◆ **DIRECTIONS**
Rewrite every line of the entries below, requests included, multiplying each coordinate in the answers by 1.5 and rounding to whole numbers, with halves rounded up, while keeping the numbers in the requests and their format samples unchanged. Leave the pictures out of your answer.

------------------------------

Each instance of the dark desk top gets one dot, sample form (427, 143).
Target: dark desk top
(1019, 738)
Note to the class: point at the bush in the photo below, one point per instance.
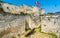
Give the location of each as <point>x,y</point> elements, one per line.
<point>27,29</point>
<point>13,37</point>
<point>18,35</point>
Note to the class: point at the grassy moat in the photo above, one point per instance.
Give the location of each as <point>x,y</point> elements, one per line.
<point>36,33</point>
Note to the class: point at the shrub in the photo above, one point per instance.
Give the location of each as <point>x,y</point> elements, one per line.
<point>13,37</point>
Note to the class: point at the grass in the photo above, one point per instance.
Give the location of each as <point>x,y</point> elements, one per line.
<point>18,35</point>
<point>13,37</point>
<point>27,29</point>
<point>52,35</point>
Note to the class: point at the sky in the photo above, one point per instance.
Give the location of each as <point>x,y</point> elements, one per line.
<point>49,5</point>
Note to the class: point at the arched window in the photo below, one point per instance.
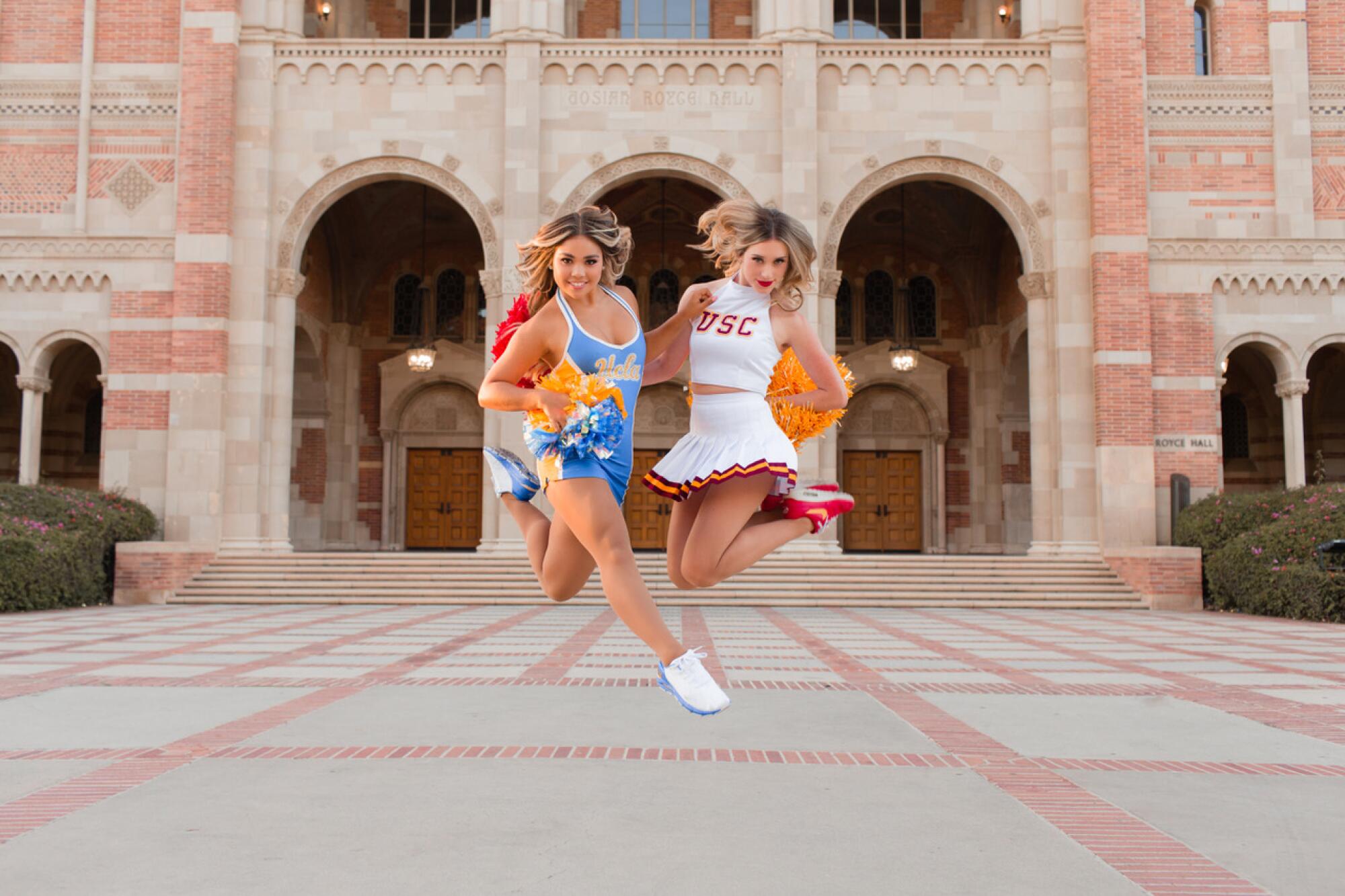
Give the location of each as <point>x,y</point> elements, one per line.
<point>876,19</point>
<point>450,304</point>
<point>439,19</point>
<point>925,310</point>
<point>1235,428</point>
<point>481,313</point>
<point>879,319</point>
<point>683,19</point>
<point>93,424</point>
<point>408,315</point>
<point>1203,42</point>
<point>845,313</point>
<point>664,296</point>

------------------------------

◆ **TASK RESPONSE**
Each instance of the dark desk top gets one dot, sample form (427, 143).
Target: dark desk top
(1529, 1107)
Note to the class: point at the bush in the photo below, one point per instance.
Give the location of each as <point>x,y</point> elements, one per line.
<point>41,44</point>
<point>20,56</point>
<point>27,53</point>
Note to the class: point at the grassy moat in the photo above, one point per instance.
Give the location of each as <point>x,y</point> elements, one per line.
<point>54,50</point>
Note to the class: point at the shrub in the photo above, one point per instance.
Give the location of each as <point>x,y</point> elements, one per line.
<point>20,56</point>
Note to the class: point at the grass in the photo above, one point per instance.
Give the location of each as <point>x,y</point> elements, one per line.
<point>27,53</point>
<point>20,56</point>
<point>41,44</point>
<point>78,53</point>
Note to the class: point at the sky in the photo above, one point per instance.
Give the location of each as <point>x,y</point> elements, one per line.
<point>74,8</point>
Note to the class: point at the arched window in the photo below, one point per instance.
Give the location of each as <point>x,y</point> elements, one per line.
<point>1314,29</point>
<point>675,456</point>
<point>659,29</point>
<point>1388,465</point>
<point>1853,642</point>
<point>722,470</point>
<point>1319,479</point>
<point>1025,29</point>
<point>140,636</point>
<point>612,473</point>
<point>1805,63</point>
<point>1268,470</point>
<point>996,444</point>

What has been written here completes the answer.